### Problem requirements:
Rewrite the material, replacing "traffic sign" with "road sign" and leaving everything else unchanged.
* START Data listing *
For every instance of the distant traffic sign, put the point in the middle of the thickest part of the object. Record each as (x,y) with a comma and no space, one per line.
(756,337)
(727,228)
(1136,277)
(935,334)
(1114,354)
* END Data listing *
### The reply:
For every instance of the distant road sign, put the point in the middle of the thickest part of the object. Record each as (x,y) with a comma and no space, one per line.
(756,337)
(727,228)
(1136,277)
(935,334)
(1114,354)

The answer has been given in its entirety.